> **Text passage**
I would welcome an IOT (Internet of Things) WiFi standard that enabled my microwave oven, kitchen cooktop range/oven, washer/dryer, dishwasher, wall and desk clock(s), security alarm panel, etc... to all be able to get an IP address and use NTP on a "Time Network" subnet of my WiFi without any setup from me. Seems easy enough with DHCP.. It just needs a time-net standard so all the devices try to do the same thing.
I don't want all those things on the net so my house can be totally pwned, but on a firewalled time-net, sure !
This already exists (and did so long before the "internet of things" buzzword). It is called pool.ntp.com, which uses DNS to automatically give you a NTP server geographically close by. Any network enabled device is free to use that, and let your home router provide the firewall. If you really want to avoid having your devices talk over the internet even behind a firewall, you can use the DHCP "ntp-servers" option to point them at a local time server (which can in turn talk to the pool or be have a GPS receiver). Corporate networks and thin client systems have been doing this for decades, and the only thing that really needs to happen for it to work is the individual devices to include an NTP client with a default setup.

> **Problems**
**a.** In the discussion about network time for home appliances, which DHCP option is suggested for pointing devices at a local time server?
**b.** List every household device that the discussion about network time for home appliances names as one the writer would like to get an IP address and use NTP.
The items that come next are drawn from a separate source.

(Excerpts from a detection dataset)

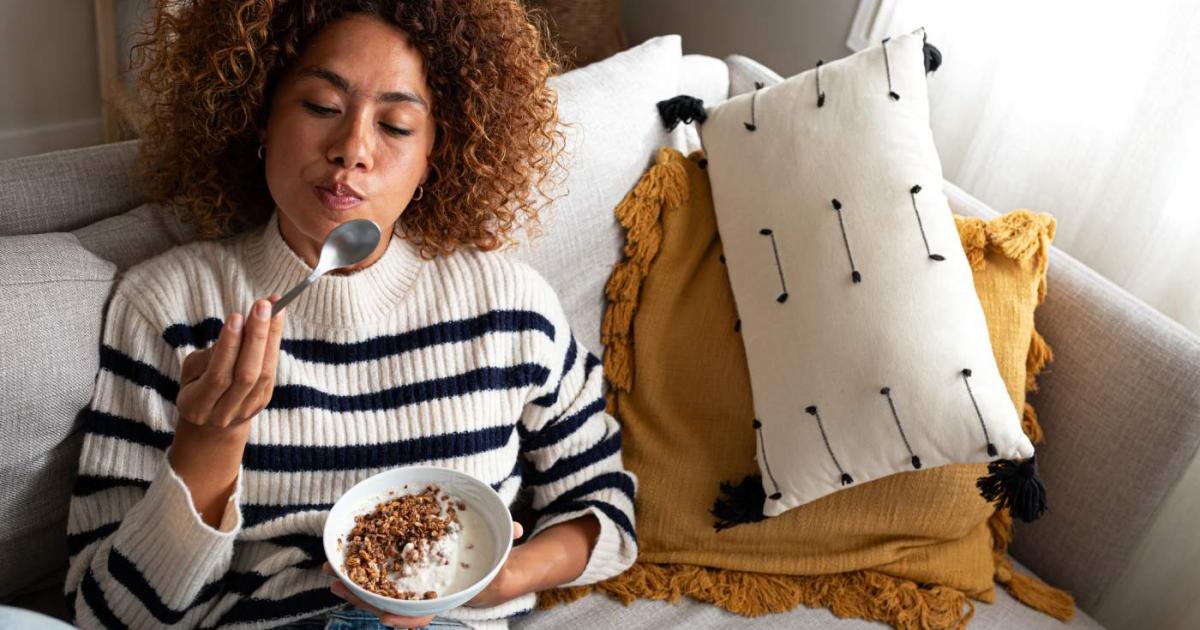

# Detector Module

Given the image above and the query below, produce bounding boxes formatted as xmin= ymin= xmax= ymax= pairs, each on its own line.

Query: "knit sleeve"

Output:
xmin=520 ymin=273 xmax=637 ymax=586
xmin=66 ymin=288 xmax=241 ymax=628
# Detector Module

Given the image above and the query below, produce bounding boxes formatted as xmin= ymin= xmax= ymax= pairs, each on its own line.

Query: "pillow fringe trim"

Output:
xmin=538 ymin=563 xmax=974 ymax=630
xmin=600 ymin=146 xmax=688 ymax=393
xmin=954 ymin=210 xmax=1075 ymax=622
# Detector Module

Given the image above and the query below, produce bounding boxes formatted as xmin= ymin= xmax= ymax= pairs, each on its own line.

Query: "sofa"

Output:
xmin=0 ymin=50 xmax=1200 ymax=630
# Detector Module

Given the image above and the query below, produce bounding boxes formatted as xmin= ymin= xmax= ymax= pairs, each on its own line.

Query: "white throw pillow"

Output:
xmin=515 ymin=35 xmax=685 ymax=356
xmin=700 ymin=31 xmax=1040 ymax=517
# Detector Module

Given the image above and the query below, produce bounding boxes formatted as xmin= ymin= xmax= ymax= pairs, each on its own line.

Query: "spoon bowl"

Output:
xmin=271 ymin=218 xmax=383 ymax=317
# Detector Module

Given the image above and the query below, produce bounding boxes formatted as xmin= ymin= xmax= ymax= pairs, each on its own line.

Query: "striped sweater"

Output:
xmin=66 ymin=216 xmax=637 ymax=629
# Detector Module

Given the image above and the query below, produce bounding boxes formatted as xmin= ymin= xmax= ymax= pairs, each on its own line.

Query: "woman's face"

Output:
xmin=263 ymin=16 xmax=436 ymax=269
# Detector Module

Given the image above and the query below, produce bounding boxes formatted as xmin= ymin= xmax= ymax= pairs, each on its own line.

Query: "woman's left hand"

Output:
xmin=464 ymin=521 xmax=526 ymax=608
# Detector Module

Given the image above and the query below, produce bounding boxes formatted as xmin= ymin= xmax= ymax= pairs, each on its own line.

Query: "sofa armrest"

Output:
xmin=946 ymin=185 xmax=1200 ymax=625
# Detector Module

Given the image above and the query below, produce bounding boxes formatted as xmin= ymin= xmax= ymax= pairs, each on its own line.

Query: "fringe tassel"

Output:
xmin=954 ymin=215 xmax=988 ymax=271
xmin=538 ymin=563 xmax=974 ymax=630
xmin=600 ymin=148 xmax=688 ymax=392
xmin=974 ymin=210 xmax=1075 ymax=622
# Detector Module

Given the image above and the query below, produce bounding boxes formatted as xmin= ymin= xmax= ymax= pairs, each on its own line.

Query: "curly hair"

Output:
xmin=133 ymin=0 xmax=565 ymax=257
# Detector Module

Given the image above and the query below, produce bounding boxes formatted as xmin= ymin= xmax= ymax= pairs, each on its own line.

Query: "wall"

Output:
xmin=0 ymin=0 xmax=103 ymax=158
xmin=0 ymin=0 xmax=858 ymax=160
xmin=622 ymin=0 xmax=858 ymax=77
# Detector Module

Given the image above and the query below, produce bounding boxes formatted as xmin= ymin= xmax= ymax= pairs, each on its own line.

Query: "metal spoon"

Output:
xmin=271 ymin=218 xmax=383 ymax=317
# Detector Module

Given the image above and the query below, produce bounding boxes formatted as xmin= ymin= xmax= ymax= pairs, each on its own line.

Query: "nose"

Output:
xmin=325 ymin=110 xmax=373 ymax=170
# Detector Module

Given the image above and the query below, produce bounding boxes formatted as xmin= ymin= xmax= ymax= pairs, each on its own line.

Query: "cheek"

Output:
xmin=268 ymin=113 xmax=324 ymax=158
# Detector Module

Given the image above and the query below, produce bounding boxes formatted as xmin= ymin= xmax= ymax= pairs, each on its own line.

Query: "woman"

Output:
xmin=66 ymin=0 xmax=636 ymax=628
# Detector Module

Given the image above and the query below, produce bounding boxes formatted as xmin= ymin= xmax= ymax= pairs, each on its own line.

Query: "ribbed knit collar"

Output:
xmin=242 ymin=211 xmax=427 ymax=328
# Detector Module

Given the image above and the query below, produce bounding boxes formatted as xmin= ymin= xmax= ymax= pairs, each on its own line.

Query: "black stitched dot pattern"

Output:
xmin=817 ymin=59 xmax=824 ymax=107
xmin=908 ymin=184 xmax=946 ymax=262
xmin=882 ymin=37 xmax=900 ymax=101
xmin=962 ymin=367 xmax=998 ymax=457
xmin=754 ymin=418 xmax=784 ymax=500
xmin=758 ymin=228 xmax=787 ymax=304
xmin=832 ymin=199 xmax=863 ymax=284
xmin=804 ymin=404 xmax=854 ymax=486
xmin=880 ymin=388 xmax=920 ymax=469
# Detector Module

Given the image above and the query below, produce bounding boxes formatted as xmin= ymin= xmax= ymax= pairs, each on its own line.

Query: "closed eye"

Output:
xmin=379 ymin=122 xmax=413 ymax=136
xmin=304 ymin=101 xmax=337 ymax=116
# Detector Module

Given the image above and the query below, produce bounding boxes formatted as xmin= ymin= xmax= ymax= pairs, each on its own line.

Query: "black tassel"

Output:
xmin=659 ymin=94 xmax=708 ymax=131
xmin=709 ymin=475 xmax=767 ymax=532
xmin=922 ymin=42 xmax=942 ymax=74
xmin=976 ymin=457 xmax=1046 ymax=523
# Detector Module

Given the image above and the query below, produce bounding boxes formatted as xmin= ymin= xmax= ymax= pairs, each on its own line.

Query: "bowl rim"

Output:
xmin=322 ymin=464 xmax=514 ymax=614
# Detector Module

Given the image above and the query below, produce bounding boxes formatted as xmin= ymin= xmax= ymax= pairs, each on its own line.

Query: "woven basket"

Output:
xmin=526 ymin=0 xmax=626 ymax=70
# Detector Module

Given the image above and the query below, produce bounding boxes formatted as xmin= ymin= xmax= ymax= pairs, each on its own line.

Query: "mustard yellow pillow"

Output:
xmin=541 ymin=149 xmax=1074 ymax=628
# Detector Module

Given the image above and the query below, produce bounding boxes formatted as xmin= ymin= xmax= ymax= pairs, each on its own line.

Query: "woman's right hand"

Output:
xmin=175 ymin=294 xmax=287 ymax=428
xmin=167 ymin=295 xmax=284 ymax=528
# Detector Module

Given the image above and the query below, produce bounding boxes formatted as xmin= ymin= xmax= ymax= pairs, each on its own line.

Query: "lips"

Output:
xmin=312 ymin=182 xmax=362 ymax=212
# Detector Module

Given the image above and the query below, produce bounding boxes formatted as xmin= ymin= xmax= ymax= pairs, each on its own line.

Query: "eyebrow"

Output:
xmin=300 ymin=66 xmax=430 ymax=112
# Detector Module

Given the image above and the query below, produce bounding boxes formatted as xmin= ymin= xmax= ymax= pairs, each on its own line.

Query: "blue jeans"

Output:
xmin=283 ymin=608 xmax=470 ymax=630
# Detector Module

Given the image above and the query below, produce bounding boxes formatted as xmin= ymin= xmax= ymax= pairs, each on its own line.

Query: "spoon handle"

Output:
xmin=271 ymin=269 xmax=322 ymax=317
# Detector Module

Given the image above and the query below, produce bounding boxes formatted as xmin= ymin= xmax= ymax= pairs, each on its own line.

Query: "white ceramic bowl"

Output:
xmin=324 ymin=466 xmax=512 ymax=617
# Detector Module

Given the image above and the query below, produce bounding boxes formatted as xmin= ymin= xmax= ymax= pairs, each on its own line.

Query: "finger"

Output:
xmin=212 ymin=300 xmax=271 ymax=426
xmin=239 ymin=293 xmax=287 ymax=418
xmin=179 ymin=349 xmax=212 ymax=385
xmin=329 ymin=581 xmax=412 ymax=623
xmin=175 ymin=312 xmax=246 ymax=424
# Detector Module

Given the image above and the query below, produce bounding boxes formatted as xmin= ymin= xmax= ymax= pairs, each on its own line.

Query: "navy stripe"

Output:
xmin=100 ymin=344 xmax=179 ymax=402
xmin=62 ymin=590 xmax=79 ymax=625
xmin=83 ymin=409 xmax=175 ymax=450
xmin=221 ymin=571 xmax=278 ymax=598
xmin=280 ymin=311 xmax=554 ymax=365
xmin=266 ymin=364 xmax=550 ymax=412
xmin=71 ymin=474 xmax=150 ymax=497
xmin=521 ymin=396 xmax=606 ymax=451
xmin=533 ymin=335 xmax=578 ymax=407
xmin=216 ymin=588 xmax=346 ymax=626
xmin=541 ymin=499 xmax=637 ymax=542
xmin=86 ymin=412 xmax=514 ymax=473
xmin=545 ymin=472 xmax=634 ymax=510
xmin=242 ymin=425 xmax=512 ymax=472
xmin=67 ymin=521 xmax=121 ymax=557
xmin=79 ymin=569 xmax=128 ymax=629
xmin=256 ymin=532 xmax=332 ymax=566
xmin=108 ymin=548 xmax=221 ymax=625
xmin=162 ymin=317 xmax=224 ymax=350
xmin=529 ymin=431 xmax=620 ymax=486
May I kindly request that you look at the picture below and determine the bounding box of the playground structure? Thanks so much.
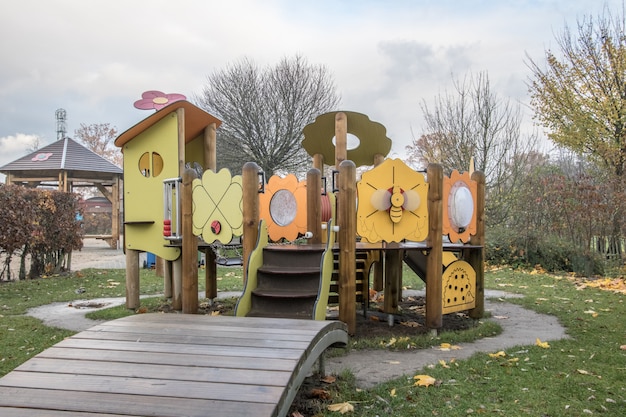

> **Solutions to the problems**
**a.** The "ntp-servers" option.

**b.**
- microwave oven
- kitchen cooktop range/oven
- washer/dryer
- dishwasher
- wall and desk clock(s)
- security alarm panel